WHAT NEEDS TO BE DONE:
Revise the records below by changing "pin" to "marker" and keeping everything else the same. Leave the pictures out of your answer.

DATA EXCERPTS:
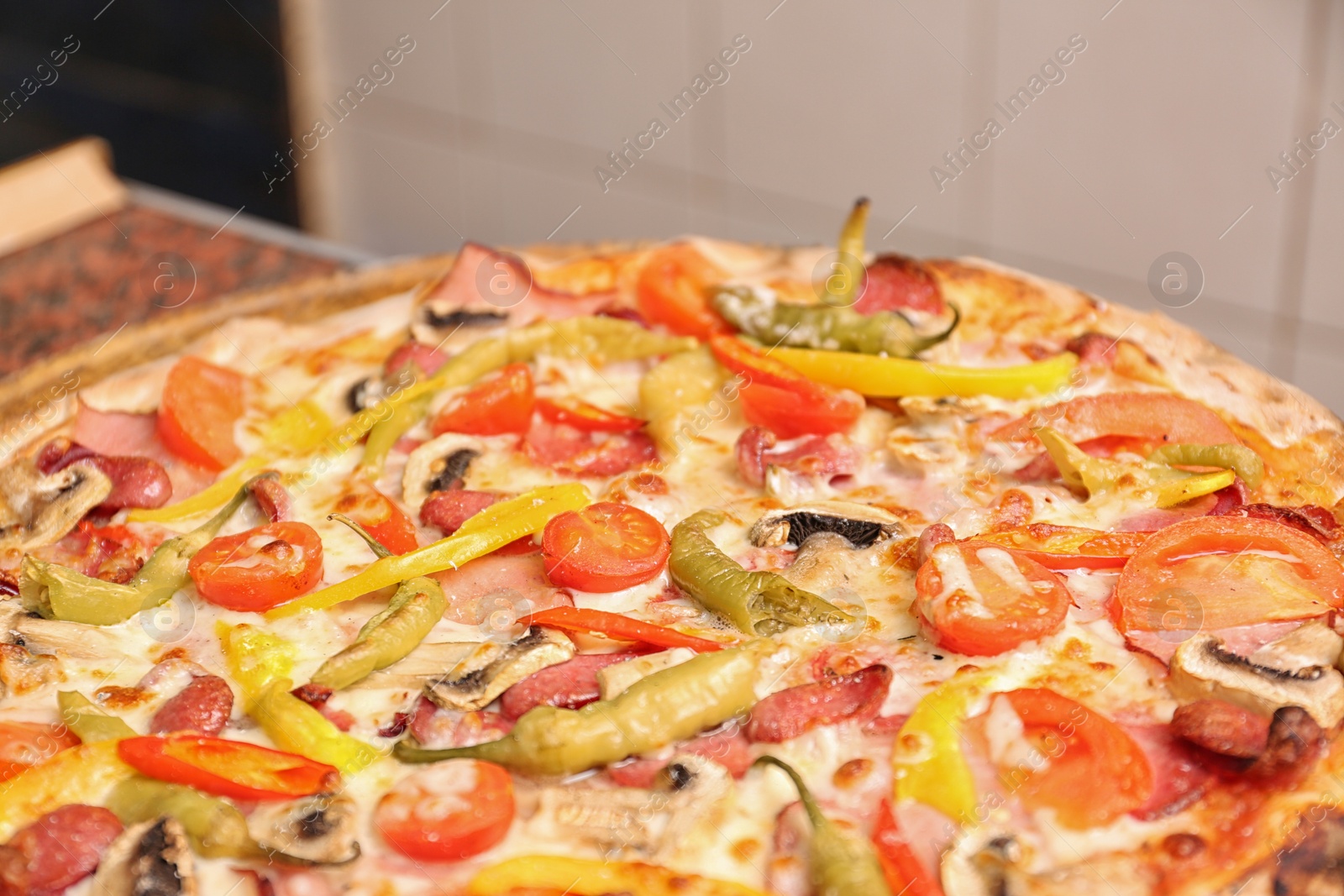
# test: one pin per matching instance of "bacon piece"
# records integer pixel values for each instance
(725, 746)
(272, 499)
(898, 282)
(1093, 348)
(136, 481)
(1222, 727)
(932, 537)
(57, 851)
(820, 456)
(448, 511)
(569, 684)
(203, 705)
(1180, 772)
(427, 358)
(468, 282)
(1296, 741)
(793, 712)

ANSWER TO THE EXERCISE:
# test: one marker per matching instance of "bacon piece"
# records integer pixel values for each instance
(725, 746)
(272, 499)
(898, 282)
(1093, 348)
(136, 481)
(1222, 727)
(932, 537)
(57, 851)
(820, 456)
(448, 511)
(569, 684)
(203, 705)
(1180, 772)
(427, 358)
(468, 282)
(1296, 741)
(793, 712)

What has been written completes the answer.